— start Data for this exercise —

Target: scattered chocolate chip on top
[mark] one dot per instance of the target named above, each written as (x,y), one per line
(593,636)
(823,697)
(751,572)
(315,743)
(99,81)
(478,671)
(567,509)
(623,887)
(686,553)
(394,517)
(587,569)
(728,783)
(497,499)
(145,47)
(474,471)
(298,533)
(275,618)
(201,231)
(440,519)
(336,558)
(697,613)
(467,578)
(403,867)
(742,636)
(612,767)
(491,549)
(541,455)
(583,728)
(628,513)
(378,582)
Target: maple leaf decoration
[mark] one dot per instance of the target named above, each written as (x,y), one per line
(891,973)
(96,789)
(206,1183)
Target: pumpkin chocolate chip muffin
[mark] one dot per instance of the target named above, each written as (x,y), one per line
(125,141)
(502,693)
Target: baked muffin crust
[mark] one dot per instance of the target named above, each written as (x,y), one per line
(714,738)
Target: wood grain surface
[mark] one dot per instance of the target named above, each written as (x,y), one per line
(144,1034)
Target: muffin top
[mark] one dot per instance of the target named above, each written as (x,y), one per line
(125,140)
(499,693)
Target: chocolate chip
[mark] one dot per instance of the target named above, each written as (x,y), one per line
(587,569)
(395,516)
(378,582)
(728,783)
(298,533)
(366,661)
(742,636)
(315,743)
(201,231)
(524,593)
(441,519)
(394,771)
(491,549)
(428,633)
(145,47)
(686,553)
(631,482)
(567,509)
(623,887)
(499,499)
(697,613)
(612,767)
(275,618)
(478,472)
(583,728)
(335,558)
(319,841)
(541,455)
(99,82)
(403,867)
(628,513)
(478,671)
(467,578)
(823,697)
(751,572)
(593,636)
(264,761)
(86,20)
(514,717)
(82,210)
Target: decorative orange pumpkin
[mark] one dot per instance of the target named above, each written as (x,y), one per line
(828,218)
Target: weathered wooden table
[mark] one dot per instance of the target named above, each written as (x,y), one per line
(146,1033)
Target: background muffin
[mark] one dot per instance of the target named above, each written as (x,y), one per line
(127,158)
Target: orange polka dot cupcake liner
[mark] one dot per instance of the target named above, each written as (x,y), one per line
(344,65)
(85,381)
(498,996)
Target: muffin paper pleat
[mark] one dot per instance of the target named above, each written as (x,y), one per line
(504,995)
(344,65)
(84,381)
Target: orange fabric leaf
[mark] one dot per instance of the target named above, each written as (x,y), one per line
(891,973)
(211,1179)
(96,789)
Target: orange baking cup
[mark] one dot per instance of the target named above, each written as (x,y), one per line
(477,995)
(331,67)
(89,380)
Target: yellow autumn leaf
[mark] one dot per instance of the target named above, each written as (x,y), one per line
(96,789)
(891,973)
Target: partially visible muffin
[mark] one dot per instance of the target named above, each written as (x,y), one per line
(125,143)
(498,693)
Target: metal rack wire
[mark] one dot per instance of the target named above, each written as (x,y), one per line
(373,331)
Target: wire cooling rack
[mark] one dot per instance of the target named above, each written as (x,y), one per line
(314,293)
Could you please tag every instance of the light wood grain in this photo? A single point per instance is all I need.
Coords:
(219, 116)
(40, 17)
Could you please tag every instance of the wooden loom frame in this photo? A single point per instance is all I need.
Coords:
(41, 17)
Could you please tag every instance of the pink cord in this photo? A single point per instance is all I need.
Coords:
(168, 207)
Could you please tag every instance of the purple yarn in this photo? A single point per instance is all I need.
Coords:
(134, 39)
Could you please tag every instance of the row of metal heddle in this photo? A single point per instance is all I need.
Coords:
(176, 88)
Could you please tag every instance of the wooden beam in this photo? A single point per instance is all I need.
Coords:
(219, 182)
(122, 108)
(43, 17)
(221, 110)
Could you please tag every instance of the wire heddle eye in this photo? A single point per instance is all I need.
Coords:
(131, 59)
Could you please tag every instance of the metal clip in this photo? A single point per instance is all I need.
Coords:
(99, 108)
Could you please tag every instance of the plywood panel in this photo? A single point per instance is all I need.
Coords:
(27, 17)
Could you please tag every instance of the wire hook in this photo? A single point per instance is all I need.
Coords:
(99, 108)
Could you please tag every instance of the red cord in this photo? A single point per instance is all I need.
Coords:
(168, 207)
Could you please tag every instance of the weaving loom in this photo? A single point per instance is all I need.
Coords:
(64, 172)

— end Data for this exercise —
— start Data for this exercise —

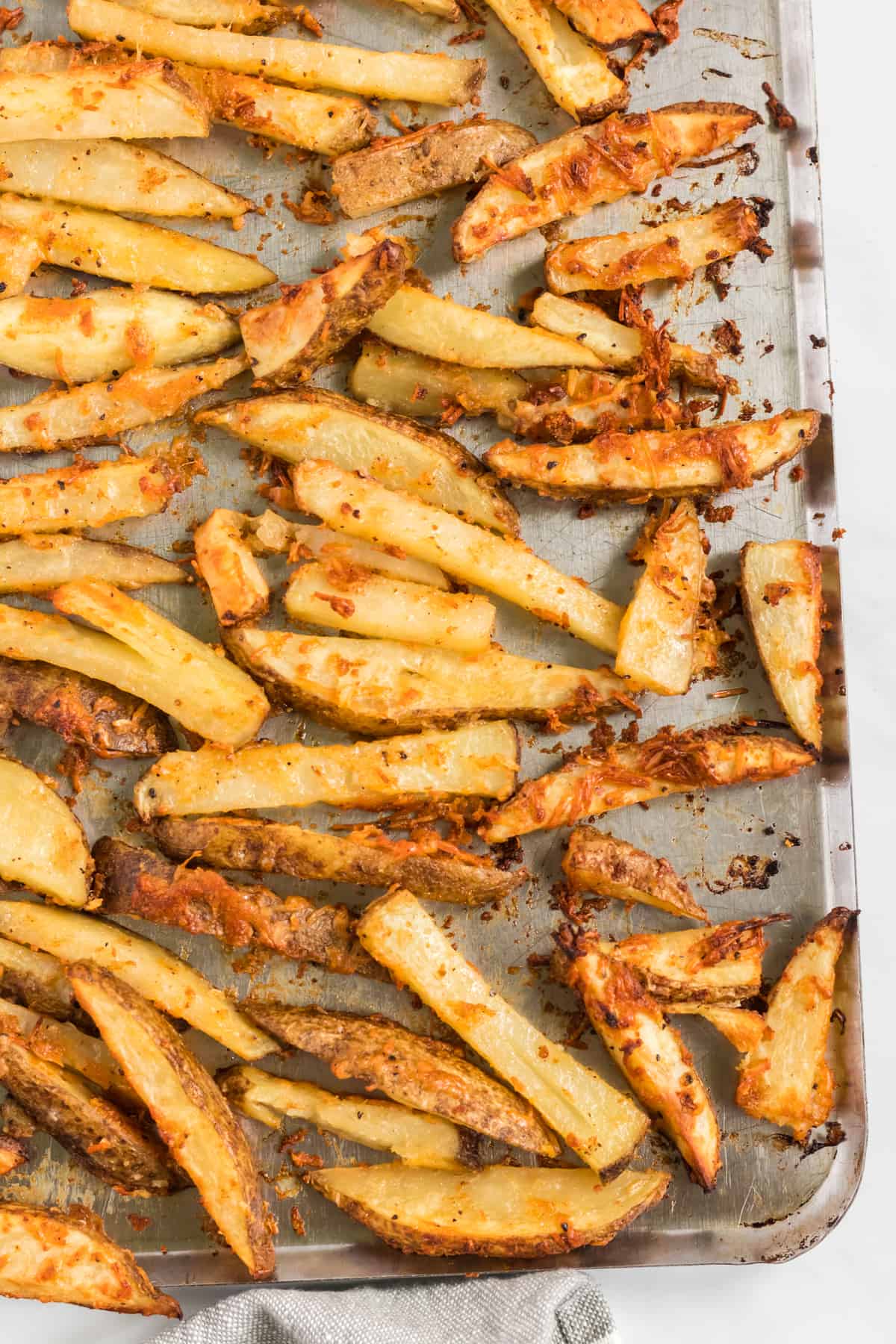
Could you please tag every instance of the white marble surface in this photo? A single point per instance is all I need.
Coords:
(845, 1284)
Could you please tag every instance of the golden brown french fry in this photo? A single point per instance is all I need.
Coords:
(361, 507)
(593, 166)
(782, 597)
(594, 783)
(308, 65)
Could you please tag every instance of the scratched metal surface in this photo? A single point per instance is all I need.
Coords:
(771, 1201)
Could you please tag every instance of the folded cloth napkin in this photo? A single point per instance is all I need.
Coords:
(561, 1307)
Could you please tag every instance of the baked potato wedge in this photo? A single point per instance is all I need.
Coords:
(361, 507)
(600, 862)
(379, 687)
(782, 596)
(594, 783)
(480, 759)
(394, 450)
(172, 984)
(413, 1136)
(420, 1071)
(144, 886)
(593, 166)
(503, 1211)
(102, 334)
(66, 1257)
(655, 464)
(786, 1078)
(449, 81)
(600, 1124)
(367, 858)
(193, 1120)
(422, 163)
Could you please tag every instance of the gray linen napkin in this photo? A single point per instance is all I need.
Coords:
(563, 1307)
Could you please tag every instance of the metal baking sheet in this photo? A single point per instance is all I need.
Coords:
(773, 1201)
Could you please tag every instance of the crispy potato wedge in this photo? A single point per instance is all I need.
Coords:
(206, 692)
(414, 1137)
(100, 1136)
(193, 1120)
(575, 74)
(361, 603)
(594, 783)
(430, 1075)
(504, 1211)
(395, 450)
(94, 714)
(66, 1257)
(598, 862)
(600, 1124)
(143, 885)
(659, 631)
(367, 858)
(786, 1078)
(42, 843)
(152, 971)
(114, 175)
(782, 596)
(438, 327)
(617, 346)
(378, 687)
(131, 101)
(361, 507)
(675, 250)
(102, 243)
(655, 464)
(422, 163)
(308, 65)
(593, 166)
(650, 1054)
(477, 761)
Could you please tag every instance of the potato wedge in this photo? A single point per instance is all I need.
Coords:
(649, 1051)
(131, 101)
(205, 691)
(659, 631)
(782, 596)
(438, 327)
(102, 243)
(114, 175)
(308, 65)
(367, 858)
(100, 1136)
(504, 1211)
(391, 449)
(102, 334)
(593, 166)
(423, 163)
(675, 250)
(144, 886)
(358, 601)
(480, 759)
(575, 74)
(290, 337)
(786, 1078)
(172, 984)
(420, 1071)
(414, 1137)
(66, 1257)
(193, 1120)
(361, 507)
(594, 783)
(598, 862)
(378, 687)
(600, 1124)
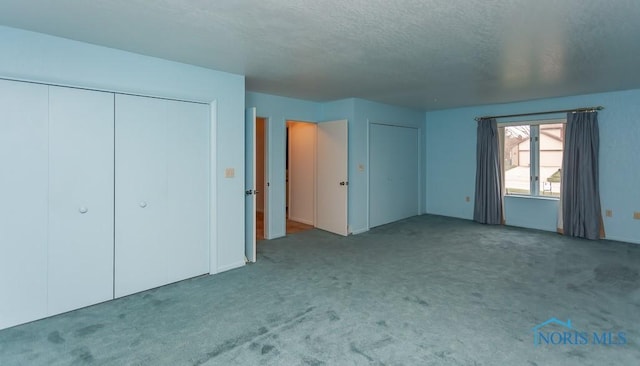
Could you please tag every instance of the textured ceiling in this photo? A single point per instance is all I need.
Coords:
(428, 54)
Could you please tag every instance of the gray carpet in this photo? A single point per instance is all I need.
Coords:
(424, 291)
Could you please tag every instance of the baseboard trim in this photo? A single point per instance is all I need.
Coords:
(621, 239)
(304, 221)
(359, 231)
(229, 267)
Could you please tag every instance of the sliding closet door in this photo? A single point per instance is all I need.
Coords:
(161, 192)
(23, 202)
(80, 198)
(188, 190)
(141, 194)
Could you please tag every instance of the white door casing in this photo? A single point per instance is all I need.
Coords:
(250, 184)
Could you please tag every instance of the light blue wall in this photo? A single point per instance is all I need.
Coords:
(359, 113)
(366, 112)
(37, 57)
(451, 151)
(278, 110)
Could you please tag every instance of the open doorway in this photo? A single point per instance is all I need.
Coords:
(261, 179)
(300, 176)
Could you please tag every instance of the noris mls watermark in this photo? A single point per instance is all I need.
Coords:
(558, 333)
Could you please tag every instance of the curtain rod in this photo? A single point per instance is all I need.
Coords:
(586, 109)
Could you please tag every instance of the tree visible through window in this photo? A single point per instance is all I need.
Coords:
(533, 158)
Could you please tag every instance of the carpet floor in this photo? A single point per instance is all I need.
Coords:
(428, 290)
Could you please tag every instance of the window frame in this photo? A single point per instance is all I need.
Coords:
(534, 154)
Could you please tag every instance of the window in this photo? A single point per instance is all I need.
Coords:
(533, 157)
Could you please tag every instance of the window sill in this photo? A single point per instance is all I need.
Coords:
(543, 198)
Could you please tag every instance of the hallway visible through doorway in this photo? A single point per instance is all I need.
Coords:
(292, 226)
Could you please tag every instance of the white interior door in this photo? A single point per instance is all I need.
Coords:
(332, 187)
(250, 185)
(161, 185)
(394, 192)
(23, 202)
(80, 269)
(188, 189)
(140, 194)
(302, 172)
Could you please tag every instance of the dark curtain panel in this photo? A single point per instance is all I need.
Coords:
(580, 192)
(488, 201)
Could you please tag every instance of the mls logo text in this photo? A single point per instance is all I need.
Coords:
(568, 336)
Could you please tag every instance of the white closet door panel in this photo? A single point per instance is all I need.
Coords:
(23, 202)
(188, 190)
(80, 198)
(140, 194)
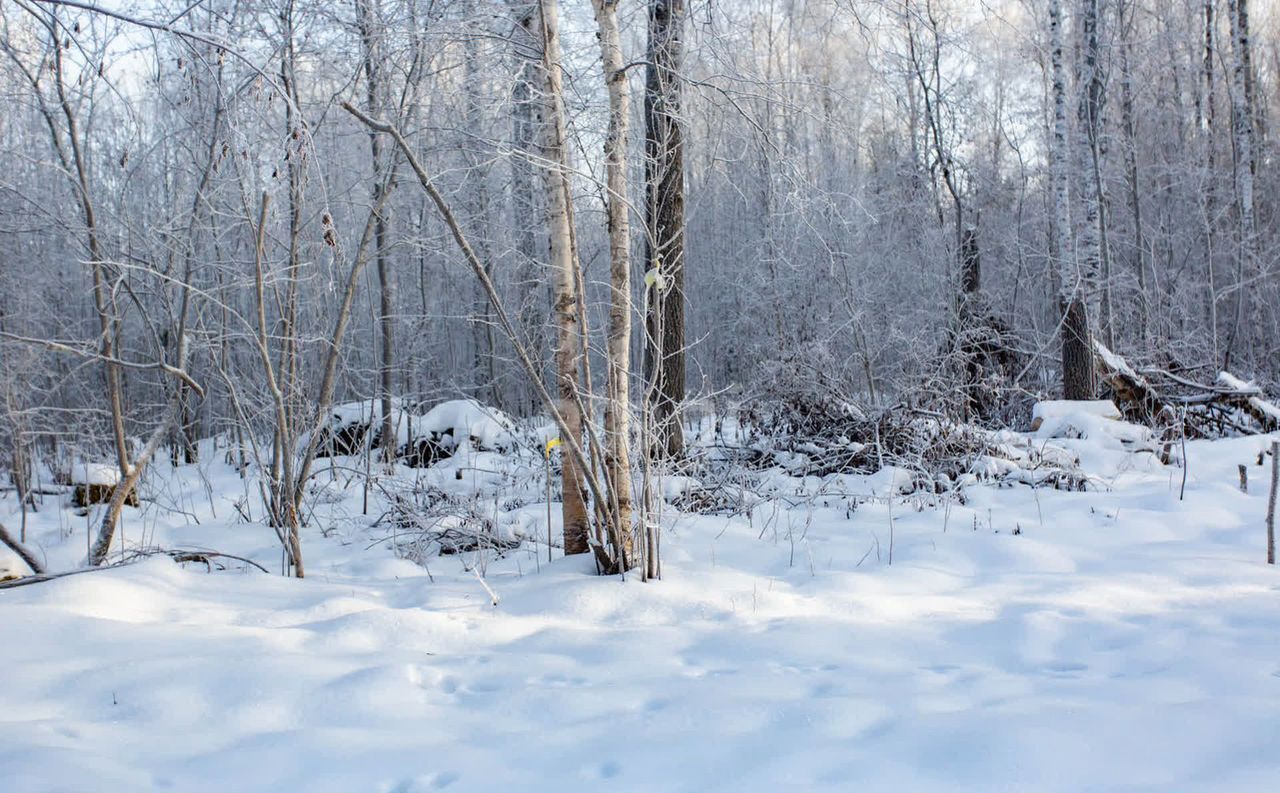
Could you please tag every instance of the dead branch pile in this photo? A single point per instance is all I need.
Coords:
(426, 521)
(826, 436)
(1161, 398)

— end Data for this exercise —
— start Data for this exercise —

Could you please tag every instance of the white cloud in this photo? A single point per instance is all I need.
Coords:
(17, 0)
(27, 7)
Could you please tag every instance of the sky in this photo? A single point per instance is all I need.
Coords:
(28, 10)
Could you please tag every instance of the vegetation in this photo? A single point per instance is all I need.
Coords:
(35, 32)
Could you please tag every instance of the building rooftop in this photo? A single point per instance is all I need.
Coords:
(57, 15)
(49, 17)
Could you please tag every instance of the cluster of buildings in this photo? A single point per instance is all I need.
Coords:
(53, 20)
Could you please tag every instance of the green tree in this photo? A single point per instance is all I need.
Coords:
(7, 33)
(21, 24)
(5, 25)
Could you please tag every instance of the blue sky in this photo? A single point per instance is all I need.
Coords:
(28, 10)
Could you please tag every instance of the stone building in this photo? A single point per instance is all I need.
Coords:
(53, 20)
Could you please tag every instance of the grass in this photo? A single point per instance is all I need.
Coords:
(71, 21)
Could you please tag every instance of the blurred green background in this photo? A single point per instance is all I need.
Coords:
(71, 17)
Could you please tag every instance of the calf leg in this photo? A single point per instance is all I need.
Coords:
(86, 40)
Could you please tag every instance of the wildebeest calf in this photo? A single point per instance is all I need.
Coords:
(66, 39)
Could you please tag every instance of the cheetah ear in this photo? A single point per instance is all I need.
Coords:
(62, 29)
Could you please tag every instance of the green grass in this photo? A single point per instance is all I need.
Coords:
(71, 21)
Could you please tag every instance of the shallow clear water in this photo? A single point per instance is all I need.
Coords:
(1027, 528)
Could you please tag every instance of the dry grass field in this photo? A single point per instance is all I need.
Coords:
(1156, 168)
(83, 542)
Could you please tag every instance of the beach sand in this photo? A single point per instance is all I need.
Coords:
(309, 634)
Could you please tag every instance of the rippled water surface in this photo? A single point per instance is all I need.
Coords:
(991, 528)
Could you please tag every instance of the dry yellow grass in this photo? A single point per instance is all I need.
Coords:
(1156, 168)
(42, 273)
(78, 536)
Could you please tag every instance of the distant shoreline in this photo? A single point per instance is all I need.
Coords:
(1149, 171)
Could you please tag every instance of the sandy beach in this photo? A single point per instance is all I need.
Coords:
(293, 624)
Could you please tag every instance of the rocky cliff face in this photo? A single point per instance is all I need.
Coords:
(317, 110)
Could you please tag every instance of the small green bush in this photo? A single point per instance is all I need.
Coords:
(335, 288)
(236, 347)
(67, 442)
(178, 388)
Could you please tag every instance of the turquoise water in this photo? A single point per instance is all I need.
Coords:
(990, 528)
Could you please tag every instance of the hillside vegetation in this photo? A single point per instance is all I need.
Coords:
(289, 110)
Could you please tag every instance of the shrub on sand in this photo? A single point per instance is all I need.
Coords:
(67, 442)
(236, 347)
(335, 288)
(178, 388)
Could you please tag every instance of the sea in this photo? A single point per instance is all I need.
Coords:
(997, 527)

— end Data for this exercise —

#### Work to be completed
List every line in the entries above that contains the word "panel", copying each line in full. Treat the match as case-sensitive.

#### Expected answer
Could you please tag every instance of the plywood panel in this photo? A single point per instance is all I need.
Could you please tag every instance of the dark curtain panel in this photo? A single point per instance is all I need.
Could you please tag every instance of the white closet door panel in this photo? A single point per instance is all I need.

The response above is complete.